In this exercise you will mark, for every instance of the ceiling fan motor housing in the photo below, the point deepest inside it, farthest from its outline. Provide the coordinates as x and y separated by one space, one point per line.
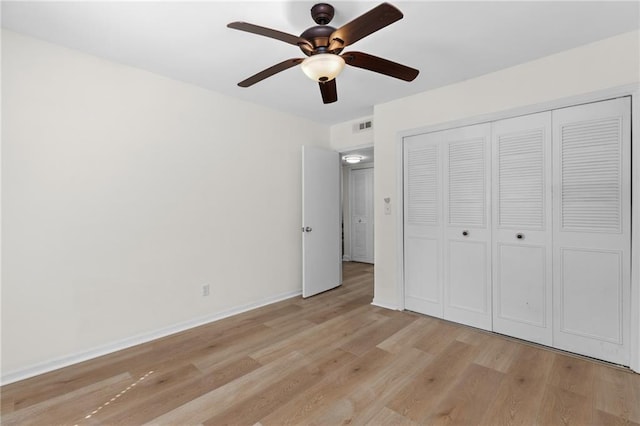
318 36
322 13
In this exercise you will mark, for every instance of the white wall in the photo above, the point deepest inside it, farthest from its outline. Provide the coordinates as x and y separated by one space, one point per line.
124 192
605 64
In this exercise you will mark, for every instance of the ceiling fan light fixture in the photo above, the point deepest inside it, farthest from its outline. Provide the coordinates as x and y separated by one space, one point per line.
353 159
323 66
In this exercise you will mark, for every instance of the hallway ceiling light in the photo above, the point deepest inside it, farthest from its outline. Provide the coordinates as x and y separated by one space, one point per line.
353 159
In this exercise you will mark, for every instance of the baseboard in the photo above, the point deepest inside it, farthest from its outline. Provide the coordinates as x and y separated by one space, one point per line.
385 305
66 361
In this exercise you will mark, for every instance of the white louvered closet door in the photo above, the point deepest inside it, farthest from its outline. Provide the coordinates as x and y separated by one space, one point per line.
522 255
467 231
423 224
591 237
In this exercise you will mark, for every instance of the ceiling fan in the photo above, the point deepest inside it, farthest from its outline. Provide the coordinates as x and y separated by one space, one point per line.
323 44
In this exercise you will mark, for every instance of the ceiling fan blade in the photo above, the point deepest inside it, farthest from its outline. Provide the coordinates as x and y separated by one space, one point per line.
380 65
329 91
370 22
268 32
270 71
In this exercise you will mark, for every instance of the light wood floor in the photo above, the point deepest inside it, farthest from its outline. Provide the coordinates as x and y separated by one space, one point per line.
329 360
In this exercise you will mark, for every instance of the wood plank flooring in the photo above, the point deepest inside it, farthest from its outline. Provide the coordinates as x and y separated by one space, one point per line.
333 359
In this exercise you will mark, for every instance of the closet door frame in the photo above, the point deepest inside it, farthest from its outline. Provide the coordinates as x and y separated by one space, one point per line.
631 90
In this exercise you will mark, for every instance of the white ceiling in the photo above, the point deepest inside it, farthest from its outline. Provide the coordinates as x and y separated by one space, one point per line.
447 41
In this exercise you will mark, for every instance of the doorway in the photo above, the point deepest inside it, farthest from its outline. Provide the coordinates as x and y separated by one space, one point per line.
357 206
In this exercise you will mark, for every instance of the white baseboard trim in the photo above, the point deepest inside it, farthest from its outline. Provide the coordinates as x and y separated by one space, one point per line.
65 361
385 305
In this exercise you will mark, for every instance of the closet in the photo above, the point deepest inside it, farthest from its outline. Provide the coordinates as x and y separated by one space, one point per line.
522 226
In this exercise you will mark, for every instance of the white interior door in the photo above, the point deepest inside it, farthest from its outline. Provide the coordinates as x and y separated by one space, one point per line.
321 266
467 233
423 249
591 235
361 200
522 255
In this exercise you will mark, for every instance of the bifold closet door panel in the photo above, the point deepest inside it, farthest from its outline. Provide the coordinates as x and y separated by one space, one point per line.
522 255
423 228
591 236
467 230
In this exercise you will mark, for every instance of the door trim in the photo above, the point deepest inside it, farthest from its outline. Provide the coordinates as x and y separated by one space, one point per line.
632 90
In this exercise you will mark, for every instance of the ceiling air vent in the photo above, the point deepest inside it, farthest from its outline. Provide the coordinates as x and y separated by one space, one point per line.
362 126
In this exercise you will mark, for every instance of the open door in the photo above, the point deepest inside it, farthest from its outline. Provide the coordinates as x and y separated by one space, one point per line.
321 267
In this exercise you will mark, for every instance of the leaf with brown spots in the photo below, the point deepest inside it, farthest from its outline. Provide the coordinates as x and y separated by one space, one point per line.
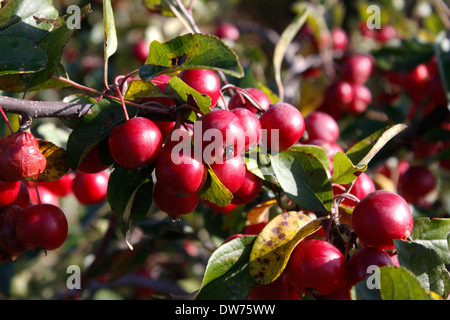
56 161
273 246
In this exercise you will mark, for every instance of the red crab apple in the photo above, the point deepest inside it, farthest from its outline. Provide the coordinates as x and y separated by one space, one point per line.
416 183
21 157
380 217
361 260
8 192
90 188
174 205
177 171
282 125
226 30
220 134
356 68
10 246
316 267
62 186
204 81
135 142
249 189
320 125
42 226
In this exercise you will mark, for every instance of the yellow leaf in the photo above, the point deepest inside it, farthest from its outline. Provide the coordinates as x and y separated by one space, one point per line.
273 246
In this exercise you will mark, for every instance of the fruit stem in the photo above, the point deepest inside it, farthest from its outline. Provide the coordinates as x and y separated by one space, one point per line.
37 192
7 120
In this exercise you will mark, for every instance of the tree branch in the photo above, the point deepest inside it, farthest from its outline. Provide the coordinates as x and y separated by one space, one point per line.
44 109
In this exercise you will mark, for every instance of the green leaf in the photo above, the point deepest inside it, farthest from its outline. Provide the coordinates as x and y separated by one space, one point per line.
304 179
139 89
345 172
214 191
125 196
398 283
442 51
183 93
274 244
93 128
433 234
404 56
425 264
160 6
20 56
28 19
190 51
363 151
226 275
110 36
52 42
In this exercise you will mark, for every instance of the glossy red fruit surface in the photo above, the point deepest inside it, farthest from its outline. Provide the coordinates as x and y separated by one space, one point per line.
174 205
204 81
21 157
362 186
42 226
320 125
339 39
90 188
381 217
240 101
362 98
282 125
416 183
141 50
226 30
361 260
221 135
42 195
316 267
251 125
179 172
10 246
135 142
231 172
8 192
249 189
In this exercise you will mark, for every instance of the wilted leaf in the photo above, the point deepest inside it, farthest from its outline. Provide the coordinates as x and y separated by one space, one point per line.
274 244
363 151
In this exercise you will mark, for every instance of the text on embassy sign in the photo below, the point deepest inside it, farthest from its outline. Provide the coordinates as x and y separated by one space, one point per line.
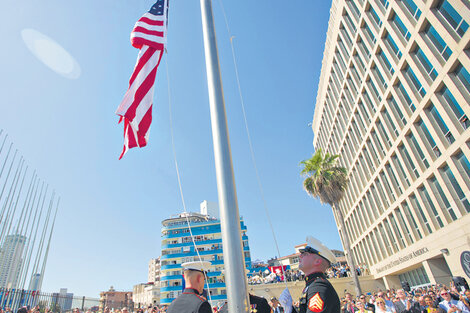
405 258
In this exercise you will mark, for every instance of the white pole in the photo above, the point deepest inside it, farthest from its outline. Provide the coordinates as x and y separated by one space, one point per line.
234 261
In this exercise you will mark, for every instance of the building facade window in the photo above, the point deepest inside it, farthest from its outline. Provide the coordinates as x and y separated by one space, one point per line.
439 44
452 17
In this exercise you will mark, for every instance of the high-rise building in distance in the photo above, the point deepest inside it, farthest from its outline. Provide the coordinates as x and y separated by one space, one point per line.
11 260
178 247
393 102
154 271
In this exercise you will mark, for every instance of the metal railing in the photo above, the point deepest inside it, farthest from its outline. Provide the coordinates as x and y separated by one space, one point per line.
13 299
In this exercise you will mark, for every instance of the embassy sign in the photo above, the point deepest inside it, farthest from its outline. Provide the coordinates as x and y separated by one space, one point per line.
403 259
465 262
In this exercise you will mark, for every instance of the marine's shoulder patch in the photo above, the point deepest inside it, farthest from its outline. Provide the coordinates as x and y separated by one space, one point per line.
316 303
202 298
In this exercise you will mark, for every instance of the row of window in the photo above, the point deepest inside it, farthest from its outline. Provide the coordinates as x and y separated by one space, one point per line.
440 200
460 77
419 56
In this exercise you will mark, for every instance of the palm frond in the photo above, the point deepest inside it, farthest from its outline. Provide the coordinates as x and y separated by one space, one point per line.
324 179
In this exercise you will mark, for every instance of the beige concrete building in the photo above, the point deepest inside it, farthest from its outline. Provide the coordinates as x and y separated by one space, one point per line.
145 295
154 271
393 101
115 299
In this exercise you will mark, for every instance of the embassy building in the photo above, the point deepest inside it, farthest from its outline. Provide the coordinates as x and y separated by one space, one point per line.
178 247
393 102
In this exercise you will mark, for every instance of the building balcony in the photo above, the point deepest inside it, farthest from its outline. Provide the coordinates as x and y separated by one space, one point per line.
170 266
171 288
190 253
185 244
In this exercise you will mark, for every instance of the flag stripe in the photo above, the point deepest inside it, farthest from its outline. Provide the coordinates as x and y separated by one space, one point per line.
148 35
144 128
129 97
152 20
149 27
140 93
142 30
149 38
143 59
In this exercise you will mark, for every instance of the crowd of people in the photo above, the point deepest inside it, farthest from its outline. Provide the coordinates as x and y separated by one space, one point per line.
268 277
431 299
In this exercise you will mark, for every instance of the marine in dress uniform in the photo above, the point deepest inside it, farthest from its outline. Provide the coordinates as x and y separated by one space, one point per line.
191 300
257 305
318 294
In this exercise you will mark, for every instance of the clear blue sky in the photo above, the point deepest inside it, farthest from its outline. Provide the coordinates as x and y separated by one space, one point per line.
108 225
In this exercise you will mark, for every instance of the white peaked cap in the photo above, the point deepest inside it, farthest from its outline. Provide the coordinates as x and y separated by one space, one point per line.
201 266
315 246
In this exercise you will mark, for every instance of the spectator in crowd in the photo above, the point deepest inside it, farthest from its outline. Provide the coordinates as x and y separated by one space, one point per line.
367 305
466 299
380 306
403 304
349 304
388 303
450 305
361 308
431 306
277 308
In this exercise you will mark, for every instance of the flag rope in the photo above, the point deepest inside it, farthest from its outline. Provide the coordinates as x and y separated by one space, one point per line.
179 177
250 144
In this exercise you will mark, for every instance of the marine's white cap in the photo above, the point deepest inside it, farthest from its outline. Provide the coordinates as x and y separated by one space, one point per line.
201 266
316 247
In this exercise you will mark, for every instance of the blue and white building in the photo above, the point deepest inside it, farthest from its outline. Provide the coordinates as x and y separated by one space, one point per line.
178 247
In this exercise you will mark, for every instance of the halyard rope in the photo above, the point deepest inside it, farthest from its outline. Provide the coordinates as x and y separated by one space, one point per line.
179 177
249 137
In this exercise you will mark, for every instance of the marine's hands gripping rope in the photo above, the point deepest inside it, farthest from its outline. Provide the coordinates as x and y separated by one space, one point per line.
286 300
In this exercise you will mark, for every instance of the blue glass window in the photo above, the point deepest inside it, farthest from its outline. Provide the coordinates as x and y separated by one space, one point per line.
424 131
379 77
438 42
397 111
439 193
401 27
377 94
457 189
382 57
369 33
429 68
463 76
393 45
406 97
455 107
453 17
430 205
463 162
384 3
375 17
414 80
412 8
440 122
417 147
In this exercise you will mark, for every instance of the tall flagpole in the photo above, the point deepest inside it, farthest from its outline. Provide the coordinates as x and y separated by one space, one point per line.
235 277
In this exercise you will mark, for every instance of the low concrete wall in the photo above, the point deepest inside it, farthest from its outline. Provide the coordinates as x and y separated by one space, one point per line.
341 285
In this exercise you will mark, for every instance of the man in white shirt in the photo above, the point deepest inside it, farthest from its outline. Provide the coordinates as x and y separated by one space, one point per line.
404 305
388 303
450 305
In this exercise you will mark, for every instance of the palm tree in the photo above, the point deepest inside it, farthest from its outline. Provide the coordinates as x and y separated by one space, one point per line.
327 181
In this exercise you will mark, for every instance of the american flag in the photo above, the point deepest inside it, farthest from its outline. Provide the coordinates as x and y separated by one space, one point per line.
148 35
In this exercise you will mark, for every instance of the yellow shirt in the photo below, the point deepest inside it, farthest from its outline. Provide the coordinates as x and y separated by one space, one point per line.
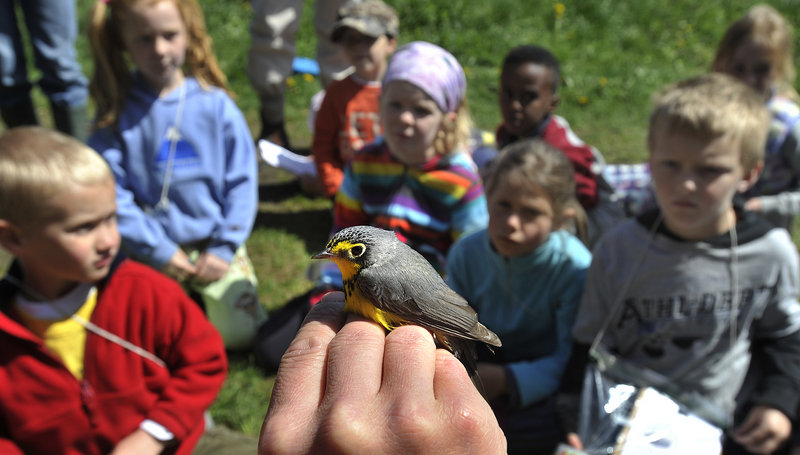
64 336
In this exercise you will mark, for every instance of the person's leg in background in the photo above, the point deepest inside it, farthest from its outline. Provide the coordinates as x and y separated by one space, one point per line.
16 104
53 28
269 61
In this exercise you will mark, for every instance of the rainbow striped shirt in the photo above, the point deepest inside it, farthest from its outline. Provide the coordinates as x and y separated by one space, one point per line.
430 206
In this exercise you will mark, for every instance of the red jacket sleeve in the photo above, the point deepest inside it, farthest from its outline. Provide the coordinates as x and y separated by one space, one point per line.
325 146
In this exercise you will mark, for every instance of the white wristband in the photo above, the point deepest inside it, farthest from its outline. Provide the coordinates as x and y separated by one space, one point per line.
157 431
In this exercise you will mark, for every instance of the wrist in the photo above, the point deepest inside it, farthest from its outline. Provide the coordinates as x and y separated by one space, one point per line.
158 432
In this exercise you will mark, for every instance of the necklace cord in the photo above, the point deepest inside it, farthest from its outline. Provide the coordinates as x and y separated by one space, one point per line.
92 327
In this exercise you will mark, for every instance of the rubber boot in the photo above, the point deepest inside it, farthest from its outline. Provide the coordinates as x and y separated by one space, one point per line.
19 114
71 120
275 133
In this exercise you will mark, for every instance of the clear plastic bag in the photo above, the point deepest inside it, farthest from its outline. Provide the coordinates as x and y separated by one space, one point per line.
628 416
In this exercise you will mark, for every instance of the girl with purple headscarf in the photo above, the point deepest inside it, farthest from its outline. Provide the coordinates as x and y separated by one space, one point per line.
418 179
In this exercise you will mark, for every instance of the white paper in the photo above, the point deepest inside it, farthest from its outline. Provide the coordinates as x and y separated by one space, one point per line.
277 156
658 427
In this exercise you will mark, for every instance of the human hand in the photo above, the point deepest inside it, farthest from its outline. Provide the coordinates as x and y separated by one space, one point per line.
138 443
574 441
763 430
344 386
179 266
210 267
493 379
753 204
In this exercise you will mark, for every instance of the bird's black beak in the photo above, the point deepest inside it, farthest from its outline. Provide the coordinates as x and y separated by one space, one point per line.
323 255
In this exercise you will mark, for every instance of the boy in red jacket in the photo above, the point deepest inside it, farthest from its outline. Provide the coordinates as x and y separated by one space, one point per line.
98 355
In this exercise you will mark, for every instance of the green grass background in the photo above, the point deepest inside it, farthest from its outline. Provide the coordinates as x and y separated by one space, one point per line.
614 53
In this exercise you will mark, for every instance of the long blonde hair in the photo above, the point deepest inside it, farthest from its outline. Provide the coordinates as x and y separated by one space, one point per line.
765 26
111 77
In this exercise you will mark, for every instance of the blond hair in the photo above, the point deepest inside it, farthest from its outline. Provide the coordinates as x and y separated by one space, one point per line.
536 165
455 136
713 105
37 163
111 77
765 26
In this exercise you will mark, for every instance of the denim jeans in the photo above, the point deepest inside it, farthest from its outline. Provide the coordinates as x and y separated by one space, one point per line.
53 28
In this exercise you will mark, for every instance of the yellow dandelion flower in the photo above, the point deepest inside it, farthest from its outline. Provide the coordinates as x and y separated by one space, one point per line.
559 9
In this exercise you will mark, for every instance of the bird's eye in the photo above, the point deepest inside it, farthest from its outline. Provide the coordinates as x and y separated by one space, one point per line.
357 250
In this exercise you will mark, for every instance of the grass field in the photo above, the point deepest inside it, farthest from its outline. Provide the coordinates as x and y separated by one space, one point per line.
614 55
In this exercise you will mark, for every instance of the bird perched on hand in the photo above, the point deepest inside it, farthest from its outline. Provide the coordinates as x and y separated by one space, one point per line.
389 282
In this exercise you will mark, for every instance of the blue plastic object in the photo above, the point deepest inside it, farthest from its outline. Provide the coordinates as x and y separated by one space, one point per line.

[Brief]: Copy out exactly the lines running from the line with "the bird perched" to the end of the records, inclusive.

[Final result]:
In this exercise you will mark, for every instance of the bird perched on hand in the photo above, the point deepest inside it, farthest from its outline. Provide the coordinates as x and y separated by one space, one point per line.
389 282
In this exercise you will mark, for every instance of the blue plastic object in the photo above, the point deepest inside it, farthest from its outline. Provide the coordinates as x and y separated by one space, one point per line.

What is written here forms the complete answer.